● **What is required**
Report every line in the records below that holds the word "shirt".

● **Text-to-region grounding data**
^^^^

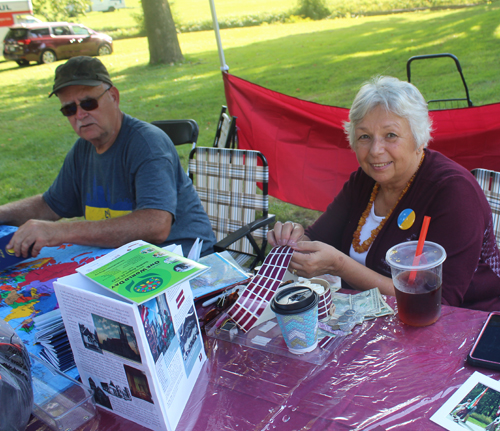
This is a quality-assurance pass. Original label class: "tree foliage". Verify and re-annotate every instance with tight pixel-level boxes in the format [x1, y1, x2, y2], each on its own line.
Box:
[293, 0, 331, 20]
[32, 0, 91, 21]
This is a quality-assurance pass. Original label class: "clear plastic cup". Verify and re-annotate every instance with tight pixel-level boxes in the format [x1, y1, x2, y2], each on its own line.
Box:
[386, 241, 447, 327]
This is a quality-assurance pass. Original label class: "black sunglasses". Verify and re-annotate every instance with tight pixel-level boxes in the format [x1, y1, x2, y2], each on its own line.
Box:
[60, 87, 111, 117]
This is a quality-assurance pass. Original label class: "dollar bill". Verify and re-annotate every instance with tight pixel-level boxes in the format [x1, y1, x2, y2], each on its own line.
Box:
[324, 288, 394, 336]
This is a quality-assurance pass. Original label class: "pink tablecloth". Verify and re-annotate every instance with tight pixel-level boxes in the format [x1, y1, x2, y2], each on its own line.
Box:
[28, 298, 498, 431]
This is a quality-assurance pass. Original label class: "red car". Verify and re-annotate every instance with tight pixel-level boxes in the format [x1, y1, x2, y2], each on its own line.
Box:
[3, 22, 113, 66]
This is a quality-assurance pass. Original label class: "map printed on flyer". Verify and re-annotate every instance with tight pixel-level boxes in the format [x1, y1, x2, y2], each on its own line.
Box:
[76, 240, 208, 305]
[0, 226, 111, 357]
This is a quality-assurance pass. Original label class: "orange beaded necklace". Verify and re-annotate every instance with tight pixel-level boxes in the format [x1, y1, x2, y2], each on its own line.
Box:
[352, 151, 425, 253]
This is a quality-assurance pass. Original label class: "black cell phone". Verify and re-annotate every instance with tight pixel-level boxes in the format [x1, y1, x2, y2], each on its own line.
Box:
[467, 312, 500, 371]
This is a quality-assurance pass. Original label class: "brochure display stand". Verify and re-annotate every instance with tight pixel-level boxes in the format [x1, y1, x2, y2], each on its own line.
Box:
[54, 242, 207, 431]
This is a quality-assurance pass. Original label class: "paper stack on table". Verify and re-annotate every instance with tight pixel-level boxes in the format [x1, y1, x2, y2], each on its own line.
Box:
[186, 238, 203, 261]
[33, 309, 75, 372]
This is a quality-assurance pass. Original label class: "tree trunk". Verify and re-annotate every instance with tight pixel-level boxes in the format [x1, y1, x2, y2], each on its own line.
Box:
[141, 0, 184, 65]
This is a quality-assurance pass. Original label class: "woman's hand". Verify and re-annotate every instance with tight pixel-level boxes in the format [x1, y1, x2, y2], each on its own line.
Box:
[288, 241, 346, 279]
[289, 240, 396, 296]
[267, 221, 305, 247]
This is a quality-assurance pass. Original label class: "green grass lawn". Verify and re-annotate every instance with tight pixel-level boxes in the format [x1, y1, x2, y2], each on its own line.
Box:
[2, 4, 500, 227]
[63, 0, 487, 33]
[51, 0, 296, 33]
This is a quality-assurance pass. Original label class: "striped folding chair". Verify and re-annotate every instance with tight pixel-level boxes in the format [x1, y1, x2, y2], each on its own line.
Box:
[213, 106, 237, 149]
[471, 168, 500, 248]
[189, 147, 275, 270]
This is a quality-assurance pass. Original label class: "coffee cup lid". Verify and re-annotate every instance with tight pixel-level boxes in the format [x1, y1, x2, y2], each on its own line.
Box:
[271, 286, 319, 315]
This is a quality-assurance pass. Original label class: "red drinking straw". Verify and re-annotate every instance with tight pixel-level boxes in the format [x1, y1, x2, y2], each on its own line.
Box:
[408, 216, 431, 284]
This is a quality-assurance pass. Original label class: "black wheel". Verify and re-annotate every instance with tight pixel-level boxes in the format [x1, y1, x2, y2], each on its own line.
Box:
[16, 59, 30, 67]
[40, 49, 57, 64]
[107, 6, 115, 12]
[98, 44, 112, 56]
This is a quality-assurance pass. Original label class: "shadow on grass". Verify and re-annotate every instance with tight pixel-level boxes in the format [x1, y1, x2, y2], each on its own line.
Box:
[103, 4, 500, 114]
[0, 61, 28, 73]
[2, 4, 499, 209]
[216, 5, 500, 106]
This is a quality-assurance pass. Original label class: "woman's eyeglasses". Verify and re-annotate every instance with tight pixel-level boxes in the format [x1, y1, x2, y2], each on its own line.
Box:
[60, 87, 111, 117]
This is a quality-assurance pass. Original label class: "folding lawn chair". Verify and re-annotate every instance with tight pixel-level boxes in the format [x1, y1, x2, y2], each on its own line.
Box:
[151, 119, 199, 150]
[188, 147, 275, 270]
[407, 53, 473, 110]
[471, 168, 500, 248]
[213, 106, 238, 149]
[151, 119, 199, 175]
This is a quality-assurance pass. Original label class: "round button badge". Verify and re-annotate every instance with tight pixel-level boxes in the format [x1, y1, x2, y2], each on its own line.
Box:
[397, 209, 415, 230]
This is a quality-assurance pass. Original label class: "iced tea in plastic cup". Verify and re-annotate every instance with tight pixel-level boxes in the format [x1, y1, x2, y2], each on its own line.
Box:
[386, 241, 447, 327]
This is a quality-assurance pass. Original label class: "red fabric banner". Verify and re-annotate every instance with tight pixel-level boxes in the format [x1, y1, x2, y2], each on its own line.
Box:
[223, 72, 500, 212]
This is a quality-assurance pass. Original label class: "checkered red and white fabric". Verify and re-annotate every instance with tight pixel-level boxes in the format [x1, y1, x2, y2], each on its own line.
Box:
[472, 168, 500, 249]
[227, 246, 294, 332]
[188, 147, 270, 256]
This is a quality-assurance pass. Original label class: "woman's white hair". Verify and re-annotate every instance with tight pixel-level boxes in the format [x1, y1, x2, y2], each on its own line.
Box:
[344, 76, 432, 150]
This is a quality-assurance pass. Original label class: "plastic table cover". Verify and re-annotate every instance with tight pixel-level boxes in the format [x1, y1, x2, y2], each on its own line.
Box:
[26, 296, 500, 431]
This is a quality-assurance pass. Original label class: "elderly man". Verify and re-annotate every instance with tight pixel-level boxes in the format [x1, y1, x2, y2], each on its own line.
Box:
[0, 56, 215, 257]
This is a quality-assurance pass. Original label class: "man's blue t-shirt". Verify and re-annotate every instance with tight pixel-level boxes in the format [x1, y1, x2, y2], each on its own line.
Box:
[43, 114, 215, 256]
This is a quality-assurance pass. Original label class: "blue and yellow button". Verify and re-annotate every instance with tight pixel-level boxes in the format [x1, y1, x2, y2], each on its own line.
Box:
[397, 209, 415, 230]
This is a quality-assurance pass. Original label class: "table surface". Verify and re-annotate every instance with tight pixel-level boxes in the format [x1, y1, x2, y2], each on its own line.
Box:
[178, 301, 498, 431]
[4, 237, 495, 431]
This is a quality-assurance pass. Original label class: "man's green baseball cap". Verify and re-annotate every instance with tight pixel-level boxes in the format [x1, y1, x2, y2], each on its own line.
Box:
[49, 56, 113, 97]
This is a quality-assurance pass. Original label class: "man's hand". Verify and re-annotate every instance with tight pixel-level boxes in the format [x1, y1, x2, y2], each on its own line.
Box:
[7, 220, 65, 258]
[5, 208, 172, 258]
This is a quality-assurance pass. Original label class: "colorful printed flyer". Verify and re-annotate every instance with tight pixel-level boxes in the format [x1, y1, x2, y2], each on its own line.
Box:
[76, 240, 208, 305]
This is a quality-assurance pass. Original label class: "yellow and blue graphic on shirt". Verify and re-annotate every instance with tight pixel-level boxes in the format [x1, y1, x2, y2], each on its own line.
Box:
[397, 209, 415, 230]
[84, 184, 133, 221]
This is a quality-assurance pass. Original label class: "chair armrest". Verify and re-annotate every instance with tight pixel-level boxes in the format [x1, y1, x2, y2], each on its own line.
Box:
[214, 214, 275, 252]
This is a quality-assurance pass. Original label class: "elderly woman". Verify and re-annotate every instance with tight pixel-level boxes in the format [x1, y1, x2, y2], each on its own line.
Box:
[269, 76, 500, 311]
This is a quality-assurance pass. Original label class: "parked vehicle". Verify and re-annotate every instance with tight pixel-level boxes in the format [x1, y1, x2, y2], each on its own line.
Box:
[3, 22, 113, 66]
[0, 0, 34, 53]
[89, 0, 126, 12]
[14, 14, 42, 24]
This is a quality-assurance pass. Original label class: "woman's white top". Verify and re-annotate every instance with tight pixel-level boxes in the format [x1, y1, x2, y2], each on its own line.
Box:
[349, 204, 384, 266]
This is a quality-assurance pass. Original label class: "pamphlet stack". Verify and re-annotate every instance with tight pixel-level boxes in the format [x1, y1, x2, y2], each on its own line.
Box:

^^^^

● **Your response**
This is a quality-assurance pass. Original label class: "man's blue t-shirt". Verify and re-annotate every instance with tight pixel-level boxes in the format [x1, y1, x2, y2], each on its own line.
This is a quality-assurance pass. Original label class: "yellow and blue graphic on shirt". Verify and re-annotate every instance with tight pixel-level boxes in the format [x1, y1, x2, y2], each on its own line.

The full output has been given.